## BEGIN
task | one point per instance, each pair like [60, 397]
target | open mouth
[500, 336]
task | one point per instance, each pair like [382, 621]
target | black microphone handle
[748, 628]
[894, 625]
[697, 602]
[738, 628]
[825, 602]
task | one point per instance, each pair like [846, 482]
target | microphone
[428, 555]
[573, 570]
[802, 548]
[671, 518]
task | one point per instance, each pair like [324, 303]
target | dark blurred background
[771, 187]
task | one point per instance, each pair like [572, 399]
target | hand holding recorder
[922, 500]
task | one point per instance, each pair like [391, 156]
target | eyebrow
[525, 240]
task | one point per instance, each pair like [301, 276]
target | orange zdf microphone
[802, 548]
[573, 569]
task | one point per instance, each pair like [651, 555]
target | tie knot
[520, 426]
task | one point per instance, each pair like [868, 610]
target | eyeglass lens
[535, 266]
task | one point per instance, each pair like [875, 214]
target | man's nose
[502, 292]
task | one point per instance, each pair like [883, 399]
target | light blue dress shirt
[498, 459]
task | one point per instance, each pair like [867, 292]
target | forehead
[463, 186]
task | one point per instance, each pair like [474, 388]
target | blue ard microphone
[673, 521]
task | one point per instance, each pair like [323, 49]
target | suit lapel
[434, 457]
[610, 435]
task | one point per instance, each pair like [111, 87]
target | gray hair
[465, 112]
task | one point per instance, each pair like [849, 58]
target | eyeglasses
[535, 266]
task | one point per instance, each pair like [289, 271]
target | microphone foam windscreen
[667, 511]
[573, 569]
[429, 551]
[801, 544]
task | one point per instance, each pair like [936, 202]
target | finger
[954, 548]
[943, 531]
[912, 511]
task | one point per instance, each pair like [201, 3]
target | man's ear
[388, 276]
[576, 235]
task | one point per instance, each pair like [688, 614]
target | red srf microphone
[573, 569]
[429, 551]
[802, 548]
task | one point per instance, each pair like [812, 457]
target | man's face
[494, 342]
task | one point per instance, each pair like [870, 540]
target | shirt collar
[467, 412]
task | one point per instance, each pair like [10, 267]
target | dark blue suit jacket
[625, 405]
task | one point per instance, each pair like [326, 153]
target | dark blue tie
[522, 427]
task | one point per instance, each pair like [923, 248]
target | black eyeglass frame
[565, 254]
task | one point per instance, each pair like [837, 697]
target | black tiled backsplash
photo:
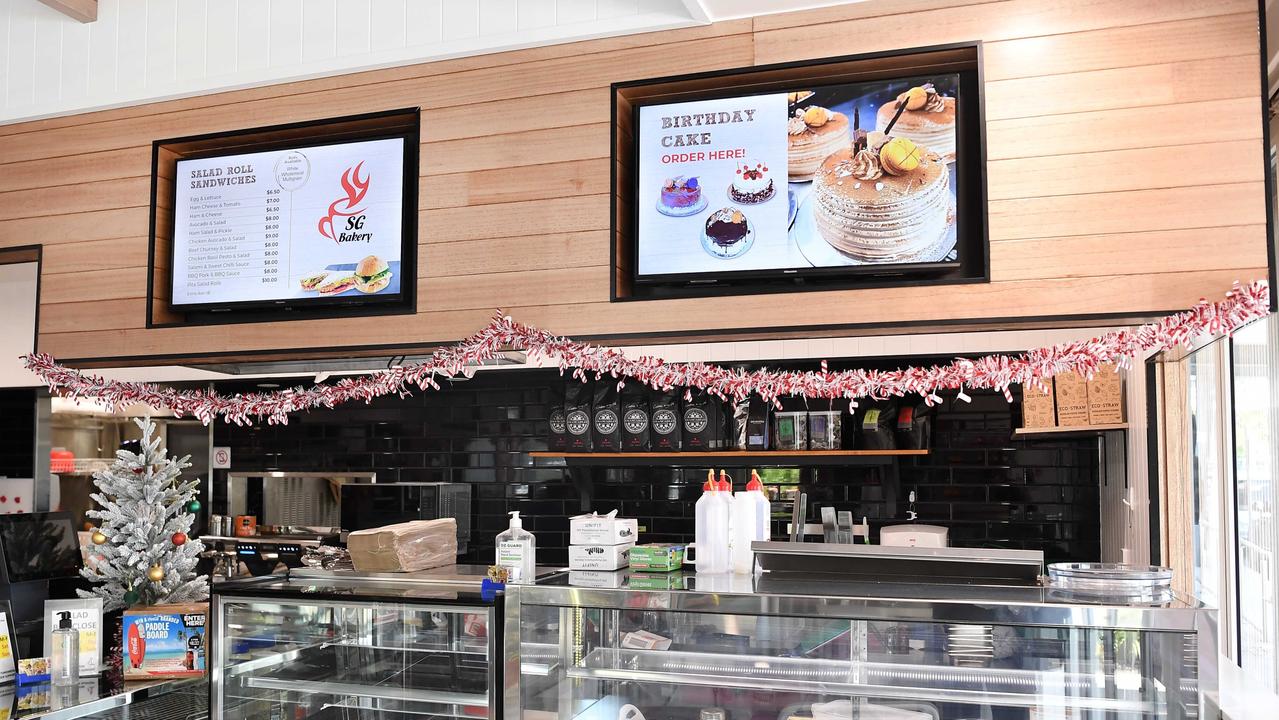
## END
The task
Retype the rows from the line containing "task | one point per instance, each pair like [812, 457]" through the end of the rows, both ends included, leaving the pictures out of your answer.

Full answer
task | one point per instance, each pair like [812, 457]
target | man's face
[494, 342]
task | one point per instance, each pair like [870, 540]
target | shirt collar
[467, 412]
task | one point per instance, each pair like [10, 267]
target | dark blue suit jacket
[625, 405]
task | one point per instance, each pair like [326, 153]
target | dark blue tie
[522, 427]
task | one point per instance, each pair like [923, 248]
target | black eyeglass frame
[565, 254]
task | one point per instance, each pair like [837, 697]
target | black tiled backsplash
photo:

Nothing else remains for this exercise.